Stored entries:
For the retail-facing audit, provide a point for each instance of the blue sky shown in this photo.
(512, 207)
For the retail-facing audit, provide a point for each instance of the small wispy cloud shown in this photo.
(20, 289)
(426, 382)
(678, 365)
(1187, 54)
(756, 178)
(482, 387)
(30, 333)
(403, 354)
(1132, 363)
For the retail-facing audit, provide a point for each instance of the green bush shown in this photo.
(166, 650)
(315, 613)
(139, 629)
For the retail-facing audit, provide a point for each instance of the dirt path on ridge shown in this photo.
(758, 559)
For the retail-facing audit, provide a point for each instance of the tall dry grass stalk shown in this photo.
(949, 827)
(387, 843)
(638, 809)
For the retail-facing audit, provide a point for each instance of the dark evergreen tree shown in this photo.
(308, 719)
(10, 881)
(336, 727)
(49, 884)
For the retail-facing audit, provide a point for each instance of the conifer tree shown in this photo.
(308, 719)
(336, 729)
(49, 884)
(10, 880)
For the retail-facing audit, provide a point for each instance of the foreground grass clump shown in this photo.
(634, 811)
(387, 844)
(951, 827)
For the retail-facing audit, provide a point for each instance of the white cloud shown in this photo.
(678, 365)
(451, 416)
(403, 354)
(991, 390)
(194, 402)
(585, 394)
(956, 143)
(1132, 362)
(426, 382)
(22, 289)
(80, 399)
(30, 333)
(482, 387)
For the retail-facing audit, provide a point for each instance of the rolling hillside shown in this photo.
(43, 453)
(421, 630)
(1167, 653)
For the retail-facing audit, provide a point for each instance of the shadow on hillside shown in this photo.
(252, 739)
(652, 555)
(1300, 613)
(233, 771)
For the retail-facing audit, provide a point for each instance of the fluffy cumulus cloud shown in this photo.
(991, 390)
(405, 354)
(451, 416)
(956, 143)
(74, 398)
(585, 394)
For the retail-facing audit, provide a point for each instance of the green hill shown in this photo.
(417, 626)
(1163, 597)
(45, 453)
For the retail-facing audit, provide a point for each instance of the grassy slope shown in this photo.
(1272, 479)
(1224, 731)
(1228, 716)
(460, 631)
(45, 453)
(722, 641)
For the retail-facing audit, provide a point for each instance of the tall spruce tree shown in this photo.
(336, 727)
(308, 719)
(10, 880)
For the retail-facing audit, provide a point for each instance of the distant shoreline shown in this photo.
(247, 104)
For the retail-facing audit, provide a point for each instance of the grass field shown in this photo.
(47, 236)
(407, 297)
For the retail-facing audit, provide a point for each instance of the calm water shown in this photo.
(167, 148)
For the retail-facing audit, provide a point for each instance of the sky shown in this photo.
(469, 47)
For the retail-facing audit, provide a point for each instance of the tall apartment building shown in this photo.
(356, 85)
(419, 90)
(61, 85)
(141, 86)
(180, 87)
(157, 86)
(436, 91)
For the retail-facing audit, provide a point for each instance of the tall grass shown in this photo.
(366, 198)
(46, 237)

PROBLEM DETAILS: The data given before this task must be transcribed exactly and in full.

OUTPUT FOR THIS TASK:
For the retail-facing audit, provide a point for each instance of the blue sky shown in this photo.
(512, 207)
For the retail-facing audit, provide a point for each instance of the small wispy cloud shown in this photo.
(20, 289)
(426, 382)
(678, 365)
(1187, 54)
(756, 178)
(482, 387)
(30, 333)
(403, 354)
(1132, 363)
For the retail-facing audit, provide a point for each instance of the green bush shown in this photo.
(166, 650)
(315, 613)
(139, 629)
For the retail-facing audit, provide a point for each instance of the dirt path on ridge shown in this photo.
(758, 559)
For the retail-facing audit, provide a point for each instance of the tall dry grass stalk shown in this photo.
(949, 827)
(387, 843)
(638, 809)
For the retail-facing audit, provide a point for each instance of the dark evergreen tree shown in this photo.
(308, 719)
(10, 881)
(336, 727)
(49, 884)
For the retail-facing audit, provide a point for each instance of the conifer tree shown in this photo.
(308, 719)
(336, 729)
(49, 884)
(10, 880)
For the retail-facing audit, provide a point for each instance of the foreground grass clump shown in this photo.
(634, 811)
(387, 844)
(951, 827)
For the retail-facing audit, provide a point for each instance of the white cloud shown in this photo.
(678, 365)
(451, 416)
(403, 354)
(991, 390)
(194, 402)
(585, 394)
(956, 143)
(1132, 362)
(426, 382)
(22, 289)
(80, 399)
(30, 333)
(482, 387)
For the retail-facing audit, provide a point for each instance of the rolling hillside shown in this photo.
(43, 453)
(421, 630)
(1167, 653)
For the retail-facing audit, provide a point for each instance of the shadow on hillside shown in this photo.
(252, 739)
(652, 555)
(1300, 613)
(233, 771)
For the retail-facing audit, provide a point for each instance of the fluffy cumulus cloud shown in this photo.
(991, 390)
(405, 354)
(451, 416)
(956, 143)
(74, 398)
(585, 394)
For the retail-facing audit, provide a point for each instance of the green hill shown in this photo.
(417, 626)
(1163, 597)
(45, 453)
For the retail-facing audit, provide a point for each instance of the grassy slope shown in this photo.
(1272, 479)
(1224, 731)
(1228, 716)
(460, 631)
(45, 453)
(722, 641)
For the retail-facing audit, provide a point for each instance of the tall spruce tree shown in this photo.
(336, 727)
(308, 719)
(10, 880)
For the retail-facing audit, provide a point for each instance of the distant shoreline shown in this photo.
(247, 104)
For the retail-facing audit, provide a point for each instance of the grass field shown in this photo.
(47, 236)
(407, 297)
For the retail-facing audit, provide a point for each instance of the calm water shown in this photo.
(167, 148)
For the retail-facing audit, provide a point for each instance of the sky shown in this photo.
(469, 47)
For the retail-facing audit, provide a point for each instance of the tall apartment building shown in this photo.
(356, 85)
(419, 90)
(61, 85)
(141, 86)
(180, 87)
(157, 86)
(436, 91)
For the retail-facing audit, provide a point for each instance of the tall grass shown in this photo.
(366, 198)
(46, 237)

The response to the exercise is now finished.